== TASK DESCRIPTION ==
Rewrite the part of the items that opens with the line containing "of the ceiling" and closes with the line containing "M 133 26 L 134" as a Markdown table with the columns "Row" and "Line", including both of those lines. Number each line in order and skip any blank lines.

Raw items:
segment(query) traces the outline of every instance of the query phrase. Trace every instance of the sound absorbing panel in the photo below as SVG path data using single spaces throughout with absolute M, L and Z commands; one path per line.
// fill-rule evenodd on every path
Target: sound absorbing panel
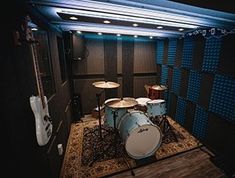
M 206 40 L 202 71 L 215 73 L 219 64 L 221 39 L 211 37 Z
M 193 134 L 199 139 L 205 139 L 208 123 L 208 112 L 206 109 L 197 106 L 193 122 Z
M 167 79 L 168 79 L 168 67 L 167 65 L 162 65 L 161 84 L 166 85 Z
M 157 41 L 156 49 L 156 62 L 157 64 L 163 64 L 163 54 L 164 54 L 164 41 Z
M 179 94 L 180 80 L 181 80 L 181 70 L 179 68 L 174 68 L 171 89 L 176 94 Z
M 188 92 L 187 99 L 193 101 L 194 103 L 198 102 L 199 93 L 200 93 L 200 84 L 201 84 L 201 74 L 197 71 L 190 71 L 189 82 L 188 82 Z
M 194 43 L 192 37 L 185 38 L 183 45 L 181 67 L 191 69 L 192 60 L 193 60 L 193 48 L 194 48 Z
M 182 97 L 178 97 L 175 119 L 181 125 L 185 122 L 185 110 L 186 110 L 186 100 Z
M 177 40 L 170 39 L 168 46 L 168 61 L 167 61 L 168 65 L 170 66 L 173 66 L 175 63 L 176 46 L 177 46 Z
M 225 75 L 215 75 L 209 111 L 235 121 L 235 79 Z

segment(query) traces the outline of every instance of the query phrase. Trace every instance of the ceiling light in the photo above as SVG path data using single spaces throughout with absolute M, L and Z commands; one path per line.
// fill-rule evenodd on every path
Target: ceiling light
M 104 23 L 109 24 L 111 22 L 109 20 L 104 20 Z
M 71 20 L 77 20 L 78 18 L 77 18 L 77 17 L 72 16 L 72 17 L 69 17 L 69 19 L 71 19 Z
M 31 30 L 32 30 L 32 31 L 38 31 L 38 29 L 37 29 L 37 28 L 31 28 Z
M 133 26 L 134 27 L 138 27 L 139 25 L 137 23 L 133 23 Z
M 75 22 L 63 22 L 60 23 L 60 28 L 62 30 L 74 30 L 82 32 L 100 32 L 100 33 L 109 33 L 109 34 L 122 34 L 122 35 L 138 35 L 138 36 L 157 36 L 157 37 L 179 37 L 183 35 L 179 31 L 161 31 L 156 29 L 146 29 L 146 28 L 136 28 L 136 27 L 127 27 L 127 26 L 117 26 L 109 25 L 105 26 L 103 24 L 93 24 L 93 23 L 75 23 Z
M 97 6 L 99 6 L 97 4 Z M 95 11 L 94 11 L 95 10 Z M 198 24 L 206 24 L 206 20 L 199 18 L 192 18 L 185 15 L 172 14 L 161 11 L 153 11 L 140 8 L 129 8 L 127 6 L 122 6 L 122 8 L 115 8 L 113 5 L 102 9 L 92 7 L 86 7 L 86 5 L 81 6 L 79 9 L 57 9 L 57 12 L 70 14 L 70 15 L 80 15 L 85 17 L 95 17 L 105 19 L 107 16 L 109 19 L 122 20 L 127 22 L 154 24 L 161 26 L 172 26 L 179 28 L 197 28 Z M 134 15 L 133 15 L 134 14 Z

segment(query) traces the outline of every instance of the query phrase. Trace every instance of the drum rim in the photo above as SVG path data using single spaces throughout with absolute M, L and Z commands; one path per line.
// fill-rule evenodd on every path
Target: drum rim
M 155 101 L 159 101 L 159 102 L 155 102 Z M 151 100 L 151 101 L 147 101 L 147 104 L 156 104 L 156 103 L 166 103 L 166 100 L 154 99 L 154 100 Z
M 130 111 L 130 112 L 127 112 L 124 116 L 126 116 L 127 114 L 131 114 L 131 113 L 139 113 L 139 114 L 144 114 L 145 116 L 146 116 L 146 118 L 147 119 L 149 119 L 149 116 L 146 114 L 146 113 L 144 113 L 143 111 L 137 111 L 137 110 L 133 110 L 133 111 Z M 118 124 L 118 130 L 119 130 L 119 134 L 121 134 L 121 132 L 120 132 L 120 125 L 121 125 L 121 123 L 122 123 L 122 121 L 123 121 L 123 119 L 125 118 L 124 116 L 122 116 L 121 117 L 121 119 L 119 120 L 119 124 Z M 143 125 L 141 125 L 141 126 L 149 126 L 149 125 L 151 125 L 151 126 L 153 126 L 153 127 L 156 127 L 157 129 L 158 129 L 158 131 L 159 131 L 159 133 L 160 133 L 160 136 L 159 136 L 159 142 L 157 143 L 157 145 L 156 145 L 156 147 L 154 147 L 154 149 L 150 152 L 150 153 L 148 153 L 147 155 L 152 155 L 160 146 L 161 146 L 161 144 L 162 144 L 162 137 L 163 137 L 163 134 L 162 134 L 162 131 L 161 131 L 161 128 L 158 126 L 158 125 L 156 125 L 156 124 L 154 124 L 150 119 L 149 119 L 149 124 L 143 124 Z M 125 145 L 125 149 L 126 149 L 126 143 L 127 143 L 127 139 L 129 138 L 129 136 L 131 135 L 131 133 L 132 132 L 134 132 L 134 130 L 135 130 L 136 128 L 134 128 L 134 129 L 132 129 L 131 131 L 130 131 L 130 133 L 128 133 L 128 136 L 125 138 L 125 140 L 123 140 L 124 141 L 124 145 Z M 129 153 L 128 152 L 128 150 L 126 150 L 126 152 L 127 152 L 127 154 L 130 156 L 130 157 L 132 157 L 132 158 L 134 158 L 134 159 L 142 159 L 142 158 L 145 158 L 146 157 L 146 155 L 145 156 L 142 156 L 142 157 L 136 157 L 136 156 L 134 156 L 134 155 L 132 155 L 131 153 Z
M 149 124 L 143 124 L 142 126 L 145 126 L 145 125 L 149 125 Z M 126 140 L 125 140 L 125 149 L 126 149 L 126 152 L 127 152 L 127 154 L 130 156 L 130 157 L 132 157 L 132 158 L 134 158 L 134 159 L 142 159 L 142 158 L 146 158 L 146 156 L 147 157 L 149 157 L 149 156 L 151 156 L 151 155 L 153 155 L 153 153 L 154 152 L 156 152 L 157 151 L 157 149 L 161 146 L 161 144 L 162 144 L 162 137 L 163 137 L 163 134 L 162 134 L 162 131 L 161 131 L 161 129 L 160 129 L 160 127 L 158 127 L 156 124 L 151 124 L 152 126 L 154 126 L 154 127 L 157 127 L 158 128 L 158 131 L 159 131 L 159 133 L 160 133 L 160 137 L 159 137 L 159 142 L 158 142 L 158 144 L 156 145 L 156 147 L 150 152 L 150 153 L 148 153 L 147 155 L 144 155 L 144 156 L 141 156 L 141 157 L 136 157 L 136 156 L 134 156 L 134 155 L 132 155 L 131 153 L 129 153 L 129 151 L 126 149 L 126 141 L 127 141 L 127 138 L 131 135 L 130 133 L 131 132 L 133 132 L 135 129 L 133 129 L 133 131 L 131 131 L 129 134 L 128 134 L 128 136 L 127 136 L 127 138 L 126 138 Z

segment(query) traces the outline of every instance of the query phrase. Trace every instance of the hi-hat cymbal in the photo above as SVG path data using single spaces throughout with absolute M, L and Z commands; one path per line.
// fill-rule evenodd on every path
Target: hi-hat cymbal
M 120 100 L 114 100 L 106 103 L 107 106 L 111 108 L 131 108 L 138 104 L 133 98 L 123 98 Z
M 120 84 L 115 82 L 108 82 L 108 81 L 98 81 L 92 83 L 96 88 L 117 88 Z
M 154 90 L 166 90 L 167 89 L 167 87 L 164 85 L 153 85 L 151 88 Z

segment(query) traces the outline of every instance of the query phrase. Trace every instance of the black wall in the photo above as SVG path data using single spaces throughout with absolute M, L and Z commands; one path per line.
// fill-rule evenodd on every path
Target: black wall
M 65 150 L 71 124 L 69 81 L 61 81 L 57 48 L 57 36 L 61 36 L 61 33 L 42 20 L 40 14 L 29 11 L 26 6 L 17 5 L 17 9 L 7 19 L 4 33 L 1 33 L 1 106 L 4 106 L 1 111 L 1 130 L 4 131 L 1 144 L 4 150 L 2 174 L 19 178 L 57 178 L 64 156 L 59 156 L 57 144 L 62 144 Z M 45 146 L 37 144 L 35 118 L 29 103 L 36 88 L 30 44 L 15 43 L 15 32 L 25 14 L 29 14 L 40 27 L 47 30 L 49 37 L 55 93 L 48 98 L 53 134 Z

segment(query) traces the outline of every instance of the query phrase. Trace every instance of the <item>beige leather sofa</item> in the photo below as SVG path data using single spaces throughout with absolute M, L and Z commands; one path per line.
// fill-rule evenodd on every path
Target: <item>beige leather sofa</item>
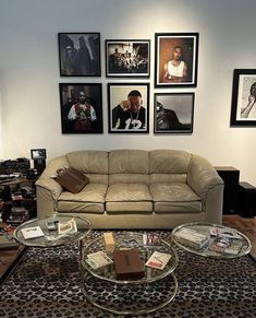
M 78 193 L 51 177 L 66 166 L 89 178 Z M 206 158 L 184 151 L 71 152 L 50 161 L 36 188 L 38 217 L 83 214 L 94 228 L 173 228 L 222 219 L 222 179 Z

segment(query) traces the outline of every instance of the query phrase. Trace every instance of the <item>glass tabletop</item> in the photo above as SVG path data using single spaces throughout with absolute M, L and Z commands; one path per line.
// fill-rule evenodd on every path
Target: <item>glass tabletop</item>
M 65 223 L 74 219 L 77 231 L 73 233 L 59 234 L 58 227 L 49 228 L 49 224 L 57 224 L 58 222 Z M 26 238 L 24 237 L 24 229 L 29 229 L 39 226 L 42 231 L 42 236 Z M 84 238 L 90 231 L 90 222 L 82 216 L 62 215 L 58 214 L 52 217 L 32 219 L 19 225 L 13 238 L 25 246 L 34 247 L 53 247 L 60 245 L 74 244 Z
M 202 246 L 194 246 L 191 242 L 182 239 L 181 233 L 194 233 L 205 236 Z M 190 232 L 192 231 L 192 232 Z M 222 234 L 222 235 L 221 235 Z M 203 257 L 232 259 L 248 254 L 252 249 L 249 239 L 241 232 L 219 224 L 192 222 L 185 223 L 172 231 L 172 242 L 182 249 Z
M 93 269 L 87 262 L 87 255 L 105 251 L 108 257 L 113 260 L 113 251 L 107 251 L 105 247 L 103 236 L 94 239 L 87 246 L 82 248 L 82 266 L 83 268 L 89 272 L 92 275 L 102 279 L 106 281 L 119 283 L 119 284 L 142 284 L 149 283 L 161 280 L 172 273 L 178 266 L 178 254 L 176 251 L 164 240 L 160 240 L 159 245 L 147 246 L 143 243 L 143 233 L 136 232 L 123 232 L 123 233 L 114 233 L 114 243 L 115 249 L 129 249 L 136 248 L 138 250 L 138 255 L 143 263 L 145 264 L 149 257 L 154 254 L 154 251 L 169 254 L 171 256 L 164 269 L 154 269 L 145 266 L 145 276 L 142 279 L 131 279 L 131 280 L 119 280 L 117 279 L 114 263 L 110 263 L 99 269 Z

== FINISHED TASK ==
| Row | Line |
|---|---|
| 1 | segment(query) traces the outline of every instance of the query phrase. Trace every instance of the ceiling light in the photo above as SVG path data using single spaces throughout with absolute M, L and Z commands; one path per line. |
| 2 | // fill-rule evenodd on every path |
| 3 | Target: ceiling light |
| 4 | M 104 23 L 109 24 L 111 22 L 109 20 L 104 20 Z |
| 5 | M 71 20 L 77 20 L 78 18 L 77 18 L 77 17 L 72 16 L 72 17 L 69 17 L 69 19 L 71 19 Z |
| 6 | M 31 30 L 32 30 L 32 31 L 38 31 L 38 29 L 37 29 L 37 28 L 31 28 Z |
| 7 | M 133 26 L 134 27 L 138 27 L 139 25 L 137 23 L 133 23 Z |